*** EXTRACTED INFORMATION Section Begins ***

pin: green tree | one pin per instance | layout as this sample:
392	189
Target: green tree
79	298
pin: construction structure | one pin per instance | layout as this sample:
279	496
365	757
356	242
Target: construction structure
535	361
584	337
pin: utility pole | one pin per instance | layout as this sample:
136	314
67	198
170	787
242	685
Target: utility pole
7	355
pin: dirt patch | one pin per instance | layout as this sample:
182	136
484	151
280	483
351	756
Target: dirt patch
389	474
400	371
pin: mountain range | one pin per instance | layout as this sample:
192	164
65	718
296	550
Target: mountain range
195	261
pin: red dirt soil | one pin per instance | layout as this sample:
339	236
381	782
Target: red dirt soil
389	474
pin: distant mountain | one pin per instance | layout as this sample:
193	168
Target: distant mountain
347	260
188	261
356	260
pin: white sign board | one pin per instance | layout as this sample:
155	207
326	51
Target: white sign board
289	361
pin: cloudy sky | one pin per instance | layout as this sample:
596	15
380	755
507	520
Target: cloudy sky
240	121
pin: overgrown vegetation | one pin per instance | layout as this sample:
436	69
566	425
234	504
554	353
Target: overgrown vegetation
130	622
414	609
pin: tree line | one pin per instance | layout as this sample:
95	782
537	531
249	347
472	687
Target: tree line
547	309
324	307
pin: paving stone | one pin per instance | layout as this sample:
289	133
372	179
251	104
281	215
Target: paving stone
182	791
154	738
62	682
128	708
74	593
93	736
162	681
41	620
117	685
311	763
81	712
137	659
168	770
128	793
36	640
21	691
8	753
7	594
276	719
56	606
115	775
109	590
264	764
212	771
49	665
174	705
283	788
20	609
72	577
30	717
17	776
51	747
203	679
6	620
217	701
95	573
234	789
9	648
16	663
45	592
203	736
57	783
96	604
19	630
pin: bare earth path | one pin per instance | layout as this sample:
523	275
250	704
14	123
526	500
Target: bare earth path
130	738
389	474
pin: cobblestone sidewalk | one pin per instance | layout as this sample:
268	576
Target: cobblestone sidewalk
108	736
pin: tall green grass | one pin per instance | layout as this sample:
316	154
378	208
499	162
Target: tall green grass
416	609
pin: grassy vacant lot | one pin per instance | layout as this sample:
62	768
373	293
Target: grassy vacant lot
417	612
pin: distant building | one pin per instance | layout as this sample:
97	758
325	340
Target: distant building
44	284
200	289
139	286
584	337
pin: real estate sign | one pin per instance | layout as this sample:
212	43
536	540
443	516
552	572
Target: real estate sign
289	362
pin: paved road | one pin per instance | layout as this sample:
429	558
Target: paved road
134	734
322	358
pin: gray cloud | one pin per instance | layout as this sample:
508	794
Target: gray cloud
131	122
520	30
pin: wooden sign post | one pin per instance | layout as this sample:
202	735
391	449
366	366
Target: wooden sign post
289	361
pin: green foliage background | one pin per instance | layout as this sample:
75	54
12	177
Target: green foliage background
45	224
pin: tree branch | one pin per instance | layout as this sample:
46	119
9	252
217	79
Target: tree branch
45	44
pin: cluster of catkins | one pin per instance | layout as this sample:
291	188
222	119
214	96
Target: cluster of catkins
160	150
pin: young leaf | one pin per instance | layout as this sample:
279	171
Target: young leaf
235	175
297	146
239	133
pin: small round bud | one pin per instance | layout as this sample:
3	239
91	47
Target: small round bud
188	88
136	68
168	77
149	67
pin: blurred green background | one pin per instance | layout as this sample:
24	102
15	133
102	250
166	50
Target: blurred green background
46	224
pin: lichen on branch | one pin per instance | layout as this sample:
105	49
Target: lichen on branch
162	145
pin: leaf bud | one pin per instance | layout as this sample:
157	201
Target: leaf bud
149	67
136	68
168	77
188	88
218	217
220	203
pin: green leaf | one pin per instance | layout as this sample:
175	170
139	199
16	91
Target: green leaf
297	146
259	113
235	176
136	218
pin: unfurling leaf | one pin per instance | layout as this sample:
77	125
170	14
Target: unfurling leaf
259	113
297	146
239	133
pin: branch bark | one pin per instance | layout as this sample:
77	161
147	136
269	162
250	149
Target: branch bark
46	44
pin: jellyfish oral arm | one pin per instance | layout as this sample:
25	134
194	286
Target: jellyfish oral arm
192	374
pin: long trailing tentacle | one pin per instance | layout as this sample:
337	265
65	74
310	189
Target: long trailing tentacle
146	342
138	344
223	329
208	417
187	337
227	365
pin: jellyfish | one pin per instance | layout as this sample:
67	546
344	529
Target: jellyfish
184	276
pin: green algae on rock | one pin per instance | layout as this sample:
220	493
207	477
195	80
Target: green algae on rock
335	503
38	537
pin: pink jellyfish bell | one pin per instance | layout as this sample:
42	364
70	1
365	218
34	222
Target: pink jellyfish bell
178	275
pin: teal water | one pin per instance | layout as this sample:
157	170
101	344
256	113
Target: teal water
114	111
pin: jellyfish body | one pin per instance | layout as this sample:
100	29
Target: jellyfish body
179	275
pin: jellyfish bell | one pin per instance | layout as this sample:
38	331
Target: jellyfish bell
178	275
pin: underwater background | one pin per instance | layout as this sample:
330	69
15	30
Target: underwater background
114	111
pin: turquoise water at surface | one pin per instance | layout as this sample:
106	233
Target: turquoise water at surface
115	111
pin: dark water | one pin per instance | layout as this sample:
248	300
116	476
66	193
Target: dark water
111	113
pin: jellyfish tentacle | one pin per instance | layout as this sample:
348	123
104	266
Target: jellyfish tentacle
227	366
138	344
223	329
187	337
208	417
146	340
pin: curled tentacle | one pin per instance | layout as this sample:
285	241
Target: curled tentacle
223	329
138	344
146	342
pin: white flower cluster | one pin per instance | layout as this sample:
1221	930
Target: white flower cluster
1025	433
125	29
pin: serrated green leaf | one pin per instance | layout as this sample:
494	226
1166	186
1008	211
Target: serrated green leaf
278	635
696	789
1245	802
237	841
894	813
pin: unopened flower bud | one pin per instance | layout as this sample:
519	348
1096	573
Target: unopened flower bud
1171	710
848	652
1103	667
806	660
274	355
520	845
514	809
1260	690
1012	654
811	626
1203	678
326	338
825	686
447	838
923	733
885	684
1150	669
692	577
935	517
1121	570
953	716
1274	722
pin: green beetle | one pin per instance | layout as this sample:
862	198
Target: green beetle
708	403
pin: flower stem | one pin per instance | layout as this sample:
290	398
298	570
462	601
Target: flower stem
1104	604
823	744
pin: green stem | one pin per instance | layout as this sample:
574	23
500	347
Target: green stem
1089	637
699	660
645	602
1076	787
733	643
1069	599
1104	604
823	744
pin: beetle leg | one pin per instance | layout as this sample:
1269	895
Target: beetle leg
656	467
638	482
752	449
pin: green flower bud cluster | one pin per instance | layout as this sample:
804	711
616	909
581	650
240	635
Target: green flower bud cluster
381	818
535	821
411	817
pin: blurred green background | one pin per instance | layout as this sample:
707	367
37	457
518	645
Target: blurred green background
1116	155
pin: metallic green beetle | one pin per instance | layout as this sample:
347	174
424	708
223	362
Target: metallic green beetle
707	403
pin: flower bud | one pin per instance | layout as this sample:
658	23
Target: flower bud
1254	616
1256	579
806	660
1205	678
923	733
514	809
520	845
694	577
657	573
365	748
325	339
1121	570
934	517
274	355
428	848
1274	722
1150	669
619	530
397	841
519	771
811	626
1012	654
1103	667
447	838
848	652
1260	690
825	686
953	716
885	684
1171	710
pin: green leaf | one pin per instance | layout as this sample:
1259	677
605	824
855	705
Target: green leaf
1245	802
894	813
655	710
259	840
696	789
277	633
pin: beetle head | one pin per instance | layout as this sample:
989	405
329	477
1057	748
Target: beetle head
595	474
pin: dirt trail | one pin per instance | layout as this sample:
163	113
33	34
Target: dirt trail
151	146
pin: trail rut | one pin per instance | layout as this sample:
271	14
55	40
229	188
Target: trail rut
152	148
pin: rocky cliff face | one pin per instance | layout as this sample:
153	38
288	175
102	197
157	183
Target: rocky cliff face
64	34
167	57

*** EXTRACTED INFORMATION Section Ends ***

■ TASK ITEM: Reproduce exactly the lines from the beginning of the entries above up to and including the line that contains "pin: utility pole".

■ RESULT FOR THIS EXERCISE:
pin: green tree | one pin per instance | layout as this sample:
392	189
Target: green tree
79	298
pin: construction structure | one pin per instance | layout as this sample:
279	496
365	757
356	242
Target: construction structure
535	361
584	337
pin: utility pole | one pin per instance | layout as this sample:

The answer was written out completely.